Your assignment
Reproduce verbatim the part of the Savannah antiques passage that starts with "The tiny mirror" and runs through "as Lavender’s Blue.".

Page text
[Start of Attachment]
The tiny mirror framed with horns is also from Savannah. The tinted photograph of General Lee came from an antiques arcade. It’s faded so his features can only be seen from certain angles like a shimmering ghost. “The family were glad to rid of it!” the dealer proclaimed. “He’s a bad omen!” Despite being swathed in bubble wrap, the picture split down the middle in our suitcase, hopefully dispelling any malignant spirits in the process. En route to Savannah we simply had to stop off in Atlanta for “Funday Sunday”. Margaret Mitchell’s flat where she wrote Gone with the Wind was a must-see. It’s also a late 19th century building – roughly the same size as Lavender’s Blue.
[End of Attachment]
Referring expression data
[Start of Attachment]
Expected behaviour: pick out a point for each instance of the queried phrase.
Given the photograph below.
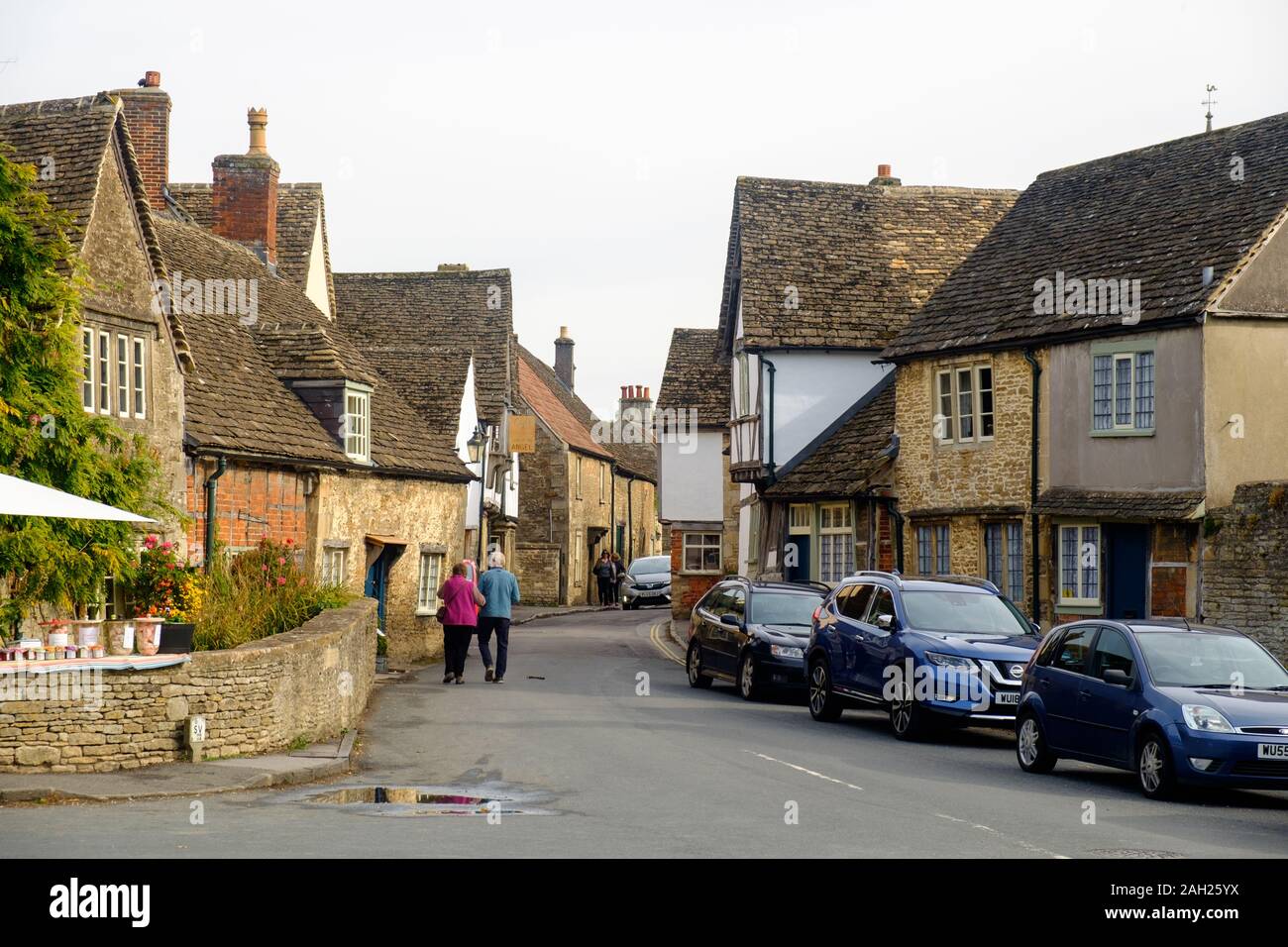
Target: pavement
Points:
(596, 746)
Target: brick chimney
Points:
(563, 357)
(147, 114)
(885, 178)
(244, 197)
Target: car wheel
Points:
(823, 702)
(1154, 771)
(1030, 746)
(695, 667)
(748, 681)
(907, 716)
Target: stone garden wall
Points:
(312, 684)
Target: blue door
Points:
(1127, 545)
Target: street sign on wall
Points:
(523, 433)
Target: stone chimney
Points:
(147, 114)
(635, 412)
(563, 357)
(244, 197)
(885, 178)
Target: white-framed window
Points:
(1080, 565)
(357, 424)
(123, 376)
(700, 552)
(835, 541)
(964, 403)
(88, 380)
(1004, 558)
(426, 585)
(104, 372)
(932, 549)
(141, 377)
(335, 565)
(1122, 390)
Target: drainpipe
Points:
(1033, 478)
(211, 491)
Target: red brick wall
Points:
(252, 502)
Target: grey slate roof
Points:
(1158, 214)
(845, 457)
(862, 260)
(73, 136)
(697, 376)
(1128, 504)
(420, 328)
(239, 401)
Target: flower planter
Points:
(176, 638)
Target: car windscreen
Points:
(784, 607)
(961, 612)
(1185, 659)
(651, 566)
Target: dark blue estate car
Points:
(1176, 703)
(948, 650)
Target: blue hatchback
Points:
(948, 650)
(1177, 703)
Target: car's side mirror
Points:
(1116, 677)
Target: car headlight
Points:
(1205, 719)
(954, 661)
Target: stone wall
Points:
(536, 565)
(312, 684)
(1245, 564)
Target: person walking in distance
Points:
(459, 617)
(501, 590)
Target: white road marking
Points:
(1022, 844)
(803, 770)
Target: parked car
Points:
(752, 634)
(1179, 703)
(647, 582)
(948, 650)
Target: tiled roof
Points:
(400, 318)
(541, 386)
(697, 376)
(239, 401)
(845, 457)
(1159, 214)
(1133, 504)
(69, 138)
(845, 265)
(299, 205)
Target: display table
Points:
(112, 663)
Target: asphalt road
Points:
(584, 764)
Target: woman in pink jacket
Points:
(462, 600)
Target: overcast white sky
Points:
(593, 151)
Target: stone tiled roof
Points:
(1133, 504)
(842, 459)
(239, 401)
(857, 261)
(697, 376)
(541, 386)
(71, 137)
(441, 317)
(299, 205)
(1159, 214)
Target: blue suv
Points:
(1179, 703)
(948, 650)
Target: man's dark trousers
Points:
(487, 625)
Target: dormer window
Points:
(357, 423)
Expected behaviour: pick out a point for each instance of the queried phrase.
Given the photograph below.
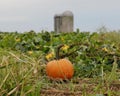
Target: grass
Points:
(23, 74)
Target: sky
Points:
(37, 15)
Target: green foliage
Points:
(23, 58)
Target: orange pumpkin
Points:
(60, 69)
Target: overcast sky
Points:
(26, 15)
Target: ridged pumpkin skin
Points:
(60, 69)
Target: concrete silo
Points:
(64, 22)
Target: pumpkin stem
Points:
(58, 51)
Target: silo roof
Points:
(67, 13)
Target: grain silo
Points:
(63, 22)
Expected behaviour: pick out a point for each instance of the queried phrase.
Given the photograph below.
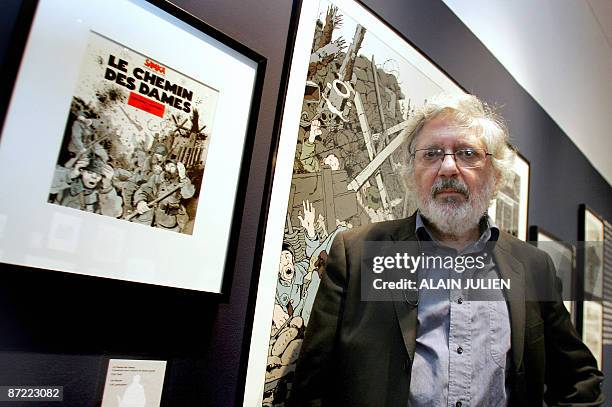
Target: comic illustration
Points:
(135, 140)
(347, 170)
[End of Attachment]
Solution to the problem
The tiny mirror framed with horns is also from Savannah. The tinted photograph of General Lee came from an antiques arcade. It’s faded so his features can only be seen from certain angles like a shimmering ghost. “The family were glad to rid of it!” the dealer proclaimed. “He’s a bad omen!” Despite being swathed in bubble wrap, the picture split down the middle in our suitcase, hopefully dispelling any malignant spirits in the process. En route to Savannah we simply had to stop off in Atlanta for “Funday Sunday”. Margaret Mitchell’s flat where she wrote Gone with the Wind was a must-see. It’s also a late 19th century building – roughly the same size as Lavender’s Blue.